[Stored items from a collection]
________________________

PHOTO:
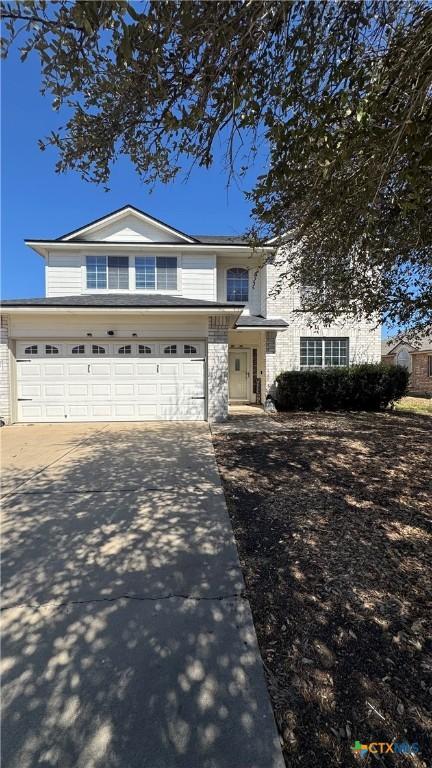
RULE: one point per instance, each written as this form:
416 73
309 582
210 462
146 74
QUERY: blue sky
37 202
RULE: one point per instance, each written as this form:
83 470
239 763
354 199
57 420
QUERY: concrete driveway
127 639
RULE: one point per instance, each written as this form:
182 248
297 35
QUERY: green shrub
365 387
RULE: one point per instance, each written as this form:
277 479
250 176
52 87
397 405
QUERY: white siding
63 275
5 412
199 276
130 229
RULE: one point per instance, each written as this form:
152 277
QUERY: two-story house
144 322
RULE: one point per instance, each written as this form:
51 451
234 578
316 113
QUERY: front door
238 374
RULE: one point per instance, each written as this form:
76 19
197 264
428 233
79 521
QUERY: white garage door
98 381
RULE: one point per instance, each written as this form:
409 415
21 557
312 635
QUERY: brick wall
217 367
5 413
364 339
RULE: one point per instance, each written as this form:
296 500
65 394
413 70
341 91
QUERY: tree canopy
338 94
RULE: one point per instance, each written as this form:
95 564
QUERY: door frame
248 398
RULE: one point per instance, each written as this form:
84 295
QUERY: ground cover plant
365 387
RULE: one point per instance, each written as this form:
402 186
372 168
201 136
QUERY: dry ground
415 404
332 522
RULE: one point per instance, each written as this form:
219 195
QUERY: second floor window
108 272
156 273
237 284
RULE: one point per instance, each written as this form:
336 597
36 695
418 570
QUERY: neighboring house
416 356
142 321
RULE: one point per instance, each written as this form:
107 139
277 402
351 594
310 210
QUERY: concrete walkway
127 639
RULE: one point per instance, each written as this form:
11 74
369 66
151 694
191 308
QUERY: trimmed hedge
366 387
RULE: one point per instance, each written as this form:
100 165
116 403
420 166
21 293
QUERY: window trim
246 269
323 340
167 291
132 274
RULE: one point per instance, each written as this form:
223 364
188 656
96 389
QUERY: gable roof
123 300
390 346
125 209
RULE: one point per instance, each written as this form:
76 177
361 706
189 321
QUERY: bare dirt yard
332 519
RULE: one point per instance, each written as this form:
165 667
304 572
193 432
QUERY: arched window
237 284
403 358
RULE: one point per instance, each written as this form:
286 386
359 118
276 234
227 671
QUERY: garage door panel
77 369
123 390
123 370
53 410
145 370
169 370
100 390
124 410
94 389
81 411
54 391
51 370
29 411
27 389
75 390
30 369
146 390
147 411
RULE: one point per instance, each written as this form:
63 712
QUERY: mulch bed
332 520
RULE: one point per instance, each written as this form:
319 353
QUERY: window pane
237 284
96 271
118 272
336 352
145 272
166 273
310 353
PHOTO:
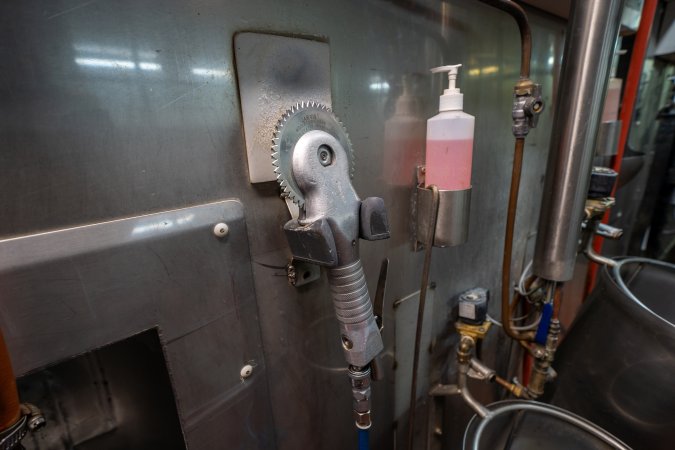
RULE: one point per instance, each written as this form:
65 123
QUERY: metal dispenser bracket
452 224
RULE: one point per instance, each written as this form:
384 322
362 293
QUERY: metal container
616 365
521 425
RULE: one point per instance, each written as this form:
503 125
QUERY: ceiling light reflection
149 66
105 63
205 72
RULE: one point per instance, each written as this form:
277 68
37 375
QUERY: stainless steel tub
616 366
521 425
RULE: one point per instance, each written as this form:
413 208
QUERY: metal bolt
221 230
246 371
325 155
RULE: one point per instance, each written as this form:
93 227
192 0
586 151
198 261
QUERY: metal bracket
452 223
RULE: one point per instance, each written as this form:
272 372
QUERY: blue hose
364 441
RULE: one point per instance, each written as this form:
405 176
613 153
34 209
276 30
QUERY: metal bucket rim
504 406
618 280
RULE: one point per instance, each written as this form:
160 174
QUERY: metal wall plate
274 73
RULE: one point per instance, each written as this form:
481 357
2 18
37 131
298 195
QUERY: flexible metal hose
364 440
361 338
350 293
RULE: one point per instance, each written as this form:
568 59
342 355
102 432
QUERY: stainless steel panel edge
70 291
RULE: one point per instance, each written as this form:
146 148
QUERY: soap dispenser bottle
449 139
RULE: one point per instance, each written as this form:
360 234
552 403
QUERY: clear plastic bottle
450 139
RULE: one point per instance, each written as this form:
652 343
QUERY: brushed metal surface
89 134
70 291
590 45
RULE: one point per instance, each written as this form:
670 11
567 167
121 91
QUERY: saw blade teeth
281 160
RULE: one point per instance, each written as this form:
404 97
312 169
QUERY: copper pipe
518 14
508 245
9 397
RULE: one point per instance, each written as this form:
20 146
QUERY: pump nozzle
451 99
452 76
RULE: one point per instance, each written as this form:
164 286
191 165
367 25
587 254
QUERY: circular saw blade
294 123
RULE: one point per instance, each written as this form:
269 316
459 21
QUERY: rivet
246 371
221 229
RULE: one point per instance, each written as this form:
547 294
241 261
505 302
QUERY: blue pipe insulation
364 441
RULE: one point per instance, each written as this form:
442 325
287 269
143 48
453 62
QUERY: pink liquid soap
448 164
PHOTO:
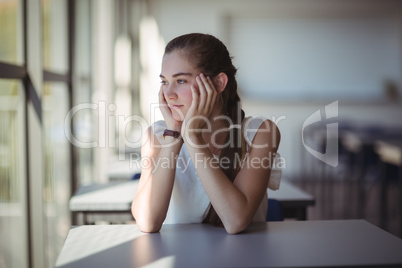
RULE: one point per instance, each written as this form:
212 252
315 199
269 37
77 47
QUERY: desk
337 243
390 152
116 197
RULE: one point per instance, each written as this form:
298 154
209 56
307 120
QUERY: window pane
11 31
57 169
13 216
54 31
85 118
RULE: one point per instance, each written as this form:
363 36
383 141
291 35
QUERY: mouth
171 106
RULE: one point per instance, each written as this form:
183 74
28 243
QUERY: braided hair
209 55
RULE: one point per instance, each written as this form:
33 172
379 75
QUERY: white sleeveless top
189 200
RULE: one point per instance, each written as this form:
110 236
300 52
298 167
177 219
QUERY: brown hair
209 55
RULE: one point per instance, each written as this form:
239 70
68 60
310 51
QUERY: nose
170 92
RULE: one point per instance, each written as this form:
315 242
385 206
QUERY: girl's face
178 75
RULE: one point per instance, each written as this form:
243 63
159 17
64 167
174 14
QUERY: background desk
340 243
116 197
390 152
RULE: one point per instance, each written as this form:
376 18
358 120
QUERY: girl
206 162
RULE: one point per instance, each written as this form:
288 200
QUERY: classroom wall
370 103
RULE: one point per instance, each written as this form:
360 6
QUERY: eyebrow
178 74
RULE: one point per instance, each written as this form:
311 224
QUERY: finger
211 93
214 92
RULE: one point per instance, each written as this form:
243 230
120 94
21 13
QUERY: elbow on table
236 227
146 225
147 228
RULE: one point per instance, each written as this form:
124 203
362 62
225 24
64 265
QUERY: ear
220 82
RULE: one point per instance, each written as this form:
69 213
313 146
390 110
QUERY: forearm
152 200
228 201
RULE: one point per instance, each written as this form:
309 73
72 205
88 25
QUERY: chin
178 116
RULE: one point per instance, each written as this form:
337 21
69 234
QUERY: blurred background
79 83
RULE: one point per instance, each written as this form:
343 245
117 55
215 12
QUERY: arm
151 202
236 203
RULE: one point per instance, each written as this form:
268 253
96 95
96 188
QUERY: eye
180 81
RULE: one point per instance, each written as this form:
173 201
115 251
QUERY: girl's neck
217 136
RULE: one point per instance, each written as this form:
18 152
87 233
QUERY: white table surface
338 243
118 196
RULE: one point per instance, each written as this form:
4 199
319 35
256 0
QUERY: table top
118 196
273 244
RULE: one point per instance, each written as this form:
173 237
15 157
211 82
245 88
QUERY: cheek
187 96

________________________

▶ [Instruction]:
Quote the records in their entirety, keeping the wording exact and excluding pictures.

▶ [Answer to this problem]:
PHOTO:
RULE: one point per instance, each written as this form:
416 73
309 582
210 462
146 74
QUERY: blue sky
37 202
RULE: one point per instance, each written as this form:
83 470
239 763
354 199
57 420
QUERY: concrete driveway
127 639
RULE: one point per instance, each written as this form:
182 248
297 35
QUERY: green shrub
365 387
RULE: one point per instance, each written as this form:
277 479
250 176
52 87
397 405
QUERY: white siding
63 275
5 412
199 276
130 229
RULE: one point per instance, each written as this form:
152 277
QUERY: two-story house
144 322
RULE: one point per instance, each written as this form:
51 451
234 578
316 113
QUERY: front door
238 374
RULE: one point per instance, each written as this form:
76 19
197 264
428 233
79 521
QUERY: white garage door
98 381
RULE: one point per instance, each written as this form:
409 415
21 557
312 635
QUERY: brick wall
217 367
5 413
364 339
RULE: one point per instance, each written as this form:
296 500
65 394
413 70
341 91
QUERY: tree canopy
338 94
RULE: one point per instance, each written as this form:
95 564
QUERY: door frame
248 398
RULE: one point per instance, each written as this form:
84 295
QUERY: ground cover plant
365 387
RULE: one point per instance, each written as this form:
402 186
372 168
201 136
QUERY: dry ground
415 404
332 522
RULE: one point per instance, each written as this form:
219 195
QUERY: second floor window
108 272
156 273
237 284
RULE: one point per instance, each written as this form:
336 597
36 695
418 570
QUERY: neighboring house
416 356
142 321
RULE: one point per instance, each written as this form:
107 139
277 402
351 594
310 210
QUERY: concrete walkway
127 639
RULE: one point per instance, each written as this form:
11 74
369 66
151 694
191 308
QUERY: trimmed hedge
366 387
RULE: one point per instance, each written as this form:
100 165
116 403
420 166
21 293
QUERY: window trim
246 269
323 340
167 291
132 274
RULE: one point per instance, each written as this form:
223 364
188 656
96 389
QUERY: gable roof
123 300
390 346
125 209
RULE: one point per instance, each written as this form:
76 177
361 706
189 321
QUERY: bare dirt yard
332 519
RULE: one point per instance, each written as this form:
165 667
304 572
193 432
QUERY: arched window
237 284
403 358
RULE: one point per instance, each written as this form:
286 386
359 118
276 234
227 671
QUERY: garage door panel
77 369
123 390
123 370
53 410
145 370
169 370
100 390
124 410
94 389
81 411
54 391
51 370
29 411
27 389
75 390
30 369
146 390
147 411
RULE: one point per instance, each written as this form:
63 712
QUERY: mulch bed
332 520
RULE: one point per instance, each written as this form:
319 353
QUERY: window pane
237 284
96 271
118 272
336 352
145 272
166 273
310 353
PHOTO:
RULE: one point per instance, each written as this form:
65 123
QUERY: metal dispenser bracket
452 224
RULE: one point per instance, each written as this form:
384 322
362 293
QUERY: metal container
616 365
521 425
RULE: one point per instance, each written as this form:
503 125
QUERY: ceiling light reflection
149 66
105 63
205 72
RULE: one point per instance, each written as this form:
277 68
37 375
QUERY: stainless steel tub
616 366
521 425
RULE: one point per instance, each written as this form:
413 208
QUERY: metal bolt
221 230
246 371
325 155
RULE: one point per instance, each written as this form:
93 227
192 0
586 151
198 261
QUERY: metal bracket
452 223
RULE: one point per instance, each written as this form:
272 372
QUERY: blue hose
364 441
RULE: one point per instance, each written as this form:
405 176
613 153
34 209
276 30
QUERY: metal bucket rim
504 406
618 280
RULE: one point per instance, each written as this form:
160 174
QUERY: metal wall plate
274 73
RULE: one point per instance, each written as this form:
481 357
2 18
37 131
298 195
QUERY: flexible metal hose
364 440
361 338
350 293
RULE: one point per instance, each written as this form:
568 59
342 355
102 432
QUERY: stainless steel panel edge
70 291
RULE: one point per instance, each written as this form:
146 148
QUERY: soap dispenser bottle
449 139
RULE: one point per instance, each written as this form:
360 234
552 403
QUERY: clear plastic bottle
450 139
RULE: one point per instance, each written as this form:
652 343
QUERY: brushed metal surface
89 134
70 291
590 45
RULE: one point per instance, each written as this form:
670 11
567 167
121 91
QUERY: saw blade teeth
281 160
RULE: one point per instance, each written as this form:
404 97
312 169
QUERY: copper pipe
518 14
508 245
9 397
RULE: one point per instance, each written as this form:
20 146
QUERY: pump nozzle
451 99
452 76
RULE: one point per instance, each written as this form:
164 286
191 165
367 25
587 254
QUERY: circular saw blade
294 123
RULE: one point per instance, each written as this form:
269 316
459 21
QUERY: rivet
246 371
221 229
RULE: one point per instance, each written as this form:
547 294
241 261
505 302
QUERY: blue pipe insulation
364 441
RULE: one point per instance, each written as this form:
442 325
287 269
143 48
453 62
QUERY: pink liquid soap
448 164
PHOTO:
RULE: one point per instance, each written as this form:
212 252
315 199
269 37
77 47
QUERY: desk
337 243
390 152
116 197
RULE: one point per instance, each written as this form:
298 154
209 56
307 120
QUERY: window pane
11 31
57 169
13 216
54 31
85 118
RULE: one point per instance, each written as this form:
363 36
383 141
291 35
QUERY: mouth
171 106
RULE: one point per instance, each written as this form:
183 74
28 243
QUERY: braided hair
209 55
RULE: one point per instance, each written as this form:
33 172
379 75
QUERY: white sleeveless top
189 200
RULE: one point per instance, each written as this form:
110 236
300 52
298 167
177 219
QUERY: brown hair
209 55
RULE: one point per instance, each written as this form:
239 70
68 60
310 51
QUERY: nose
170 92
RULE: one point per instance, each written as this form:
315 242
385 206
QUERY: girl's face
178 75
RULE: one point per instance, each written as this form:
243 63
159 17
64 167
174 14
QUERY: background desk
340 243
116 197
390 152
RULE: one point per instance, each written as this form:
376 18
358 120
QUERY: girl
206 162
RULE: one point per instance, each written as this form:
288 200
QUERY: classroom wall
370 103
RULE: one point per instance, each written as this form:
360 6
QUERY: eyebrow
178 74
RULE: one point per instance, each written as this form:
311 224
QUERY: finger
211 93
214 92
RULE: one point per instance, each written as this form:
243 230
120 94
21 13
QUERY: elbow on table
236 227
146 225
147 228
RULE: one point per instance, each written as this form:
124 203
362 62
225 24
64 265
QUERY: ear
220 82
RULE: one point per instance, each written as this form:
69 213
313 146
390 110
QUERY: forearm
152 200
228 201
RULE: one point per instance, each written as this form:
309 73
72 205
88 25
QUERY: chin
178 116
RULE: one point per instance, each written as this form:
337 21
69 234
QUERY: blurred background
79 83
RULE: one point per instance, each written as this form:
343 245
117 55
215 12
QUERY: arm
151 202
236 203
RULE: one point per instance, each written as this form:
268 253
96 95
96 188
QUERY: eye
180 81
RULE: one point per instance, each written as this form:
173 201
115 251
QUERY: girl's neck
217 136
RULE: one point per instance, each written as this form:
18 152
87 233
QUERY: white table surface
338 243
118 196
RULE: one point per instance, each written as this form:
4 199
319 35
256 0
QUERY: table top
118 196
273 244
RULE: one point per instance, each written as this form:
173 237
15 157
211 82
245 88
QUERY: cheek
187 96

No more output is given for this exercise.